EXERCISE BRIEF — In the entries below, how many lines contain the string "every"? Give the number by itself.

DATA SHOWN —
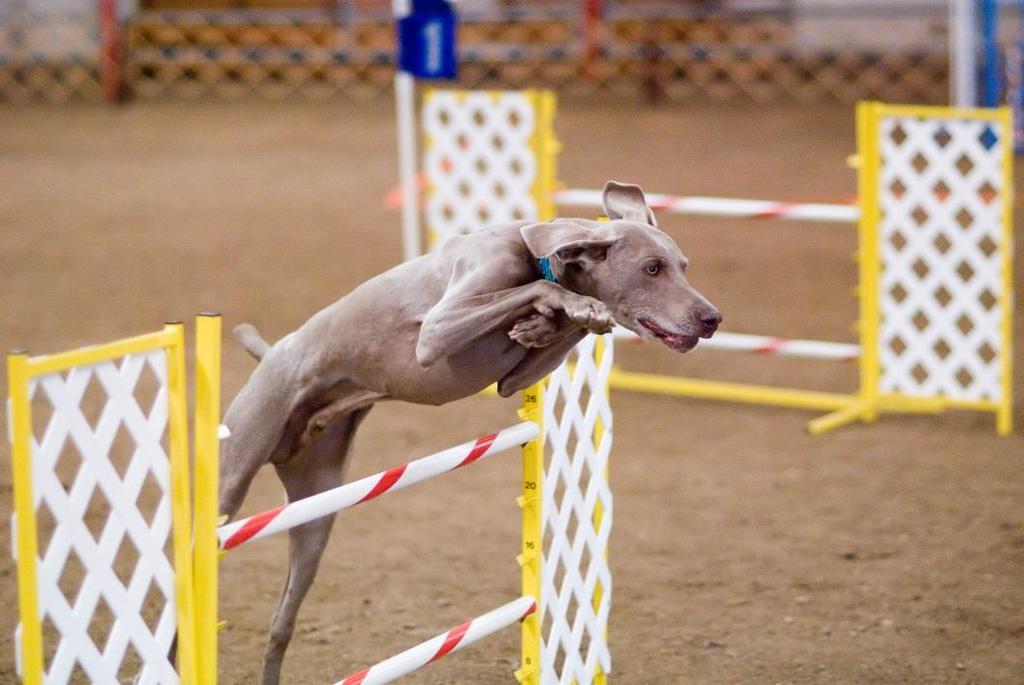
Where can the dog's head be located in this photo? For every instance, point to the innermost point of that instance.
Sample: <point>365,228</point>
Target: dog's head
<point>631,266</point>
==
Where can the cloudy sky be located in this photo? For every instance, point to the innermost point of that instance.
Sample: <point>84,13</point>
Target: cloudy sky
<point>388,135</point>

SOLUTION — 2